Extracted rows:
--- Start ---

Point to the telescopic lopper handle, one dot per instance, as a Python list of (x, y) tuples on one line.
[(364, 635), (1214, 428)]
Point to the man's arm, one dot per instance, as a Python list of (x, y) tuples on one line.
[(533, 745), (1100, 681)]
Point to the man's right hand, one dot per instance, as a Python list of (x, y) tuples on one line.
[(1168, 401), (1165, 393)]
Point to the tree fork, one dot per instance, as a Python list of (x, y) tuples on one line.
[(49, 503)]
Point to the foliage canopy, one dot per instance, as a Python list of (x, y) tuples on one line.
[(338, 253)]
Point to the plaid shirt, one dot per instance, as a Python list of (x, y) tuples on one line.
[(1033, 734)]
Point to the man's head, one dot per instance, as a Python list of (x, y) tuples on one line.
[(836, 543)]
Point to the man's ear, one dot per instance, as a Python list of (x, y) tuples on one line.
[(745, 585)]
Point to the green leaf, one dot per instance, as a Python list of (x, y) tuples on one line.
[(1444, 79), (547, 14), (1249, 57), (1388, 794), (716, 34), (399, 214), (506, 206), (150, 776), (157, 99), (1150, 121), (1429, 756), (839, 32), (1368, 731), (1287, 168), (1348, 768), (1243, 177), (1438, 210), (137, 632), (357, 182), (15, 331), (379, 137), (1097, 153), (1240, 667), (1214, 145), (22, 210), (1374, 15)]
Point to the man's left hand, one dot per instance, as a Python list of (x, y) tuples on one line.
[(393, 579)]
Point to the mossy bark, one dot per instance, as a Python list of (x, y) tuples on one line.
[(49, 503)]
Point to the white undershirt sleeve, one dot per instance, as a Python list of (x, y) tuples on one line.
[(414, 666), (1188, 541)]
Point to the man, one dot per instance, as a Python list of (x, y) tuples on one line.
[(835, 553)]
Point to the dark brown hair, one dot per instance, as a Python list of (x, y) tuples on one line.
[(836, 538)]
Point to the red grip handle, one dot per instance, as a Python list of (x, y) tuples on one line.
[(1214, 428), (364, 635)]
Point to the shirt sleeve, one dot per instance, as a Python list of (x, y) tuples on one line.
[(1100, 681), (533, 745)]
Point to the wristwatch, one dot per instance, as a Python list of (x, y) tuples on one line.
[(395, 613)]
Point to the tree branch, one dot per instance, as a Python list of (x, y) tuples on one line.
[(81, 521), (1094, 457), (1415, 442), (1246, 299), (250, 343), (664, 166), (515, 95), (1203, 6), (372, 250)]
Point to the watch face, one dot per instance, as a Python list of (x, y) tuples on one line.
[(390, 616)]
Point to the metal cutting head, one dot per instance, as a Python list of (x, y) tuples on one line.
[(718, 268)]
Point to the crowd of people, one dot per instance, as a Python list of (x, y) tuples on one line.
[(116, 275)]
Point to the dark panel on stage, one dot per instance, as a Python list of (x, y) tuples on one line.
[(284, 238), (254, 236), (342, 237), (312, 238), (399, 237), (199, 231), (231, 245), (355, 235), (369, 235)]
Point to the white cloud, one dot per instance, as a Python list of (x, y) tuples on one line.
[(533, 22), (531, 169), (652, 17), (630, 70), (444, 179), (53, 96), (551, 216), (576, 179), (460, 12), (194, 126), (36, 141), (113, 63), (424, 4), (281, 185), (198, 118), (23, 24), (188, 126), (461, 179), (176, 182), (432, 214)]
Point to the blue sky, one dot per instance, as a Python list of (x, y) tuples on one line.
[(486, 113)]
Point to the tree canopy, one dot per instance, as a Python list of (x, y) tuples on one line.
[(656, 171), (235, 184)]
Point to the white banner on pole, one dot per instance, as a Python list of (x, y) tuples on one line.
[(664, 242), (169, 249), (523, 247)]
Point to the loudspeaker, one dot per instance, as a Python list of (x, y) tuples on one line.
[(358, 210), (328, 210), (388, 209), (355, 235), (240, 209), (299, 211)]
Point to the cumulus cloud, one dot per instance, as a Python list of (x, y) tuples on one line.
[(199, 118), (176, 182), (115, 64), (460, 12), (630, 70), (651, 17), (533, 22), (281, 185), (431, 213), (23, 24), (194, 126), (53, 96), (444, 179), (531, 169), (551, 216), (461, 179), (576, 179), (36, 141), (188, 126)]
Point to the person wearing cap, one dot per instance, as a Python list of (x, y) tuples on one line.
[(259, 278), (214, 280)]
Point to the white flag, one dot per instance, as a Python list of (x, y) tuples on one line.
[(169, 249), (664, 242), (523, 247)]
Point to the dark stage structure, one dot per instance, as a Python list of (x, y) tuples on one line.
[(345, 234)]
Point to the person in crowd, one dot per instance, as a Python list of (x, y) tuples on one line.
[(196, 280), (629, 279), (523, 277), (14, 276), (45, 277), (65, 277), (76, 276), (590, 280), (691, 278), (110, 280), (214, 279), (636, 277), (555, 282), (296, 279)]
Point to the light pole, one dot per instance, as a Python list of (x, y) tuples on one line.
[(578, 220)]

--- End ---

Can you write out the rows again, starting at the first row and ending at the row that contains "[(745, 585)]", with both of those rows and the requests included? Multiply every coordinate in the answers by 0.35 and round each result to a whole number, with halves rounding up.

Point to the telescopic lopper handle, one dot per instance, as a Python list of (x, y) tuples on one line.
[(127, 222), (425, 150)]
Point to the man's arm, one dot per instance, as a Python list of (x, y) tuples on one line.
[(187, 261), (385, 238)]
Point to the man's right hand, one dot per instance, as a Python list of (x, y) tuples on one line.
[(409, 140), (408, 138)]
Point to the tree fork, one dot per instance, as a Python list of (x, y) tuples on one line.
[(17, 176)]
Point to the foliage canopy, one dot per instance, as a Python list of (x, y) tuples on one line.
[(118, 89)]
Point to the plaid shirt, one dot per instance, as a Python list of (x, y) tuples on one line.
[(362, 257)]
Point to the man's head, one dot per instance, as a Python list of (x, y) tuples on one line.
[(293, 190)]
Point to the man's ear, one dot per instance, as a Python list of (x, y) tuples on one line.
[(261, 205)]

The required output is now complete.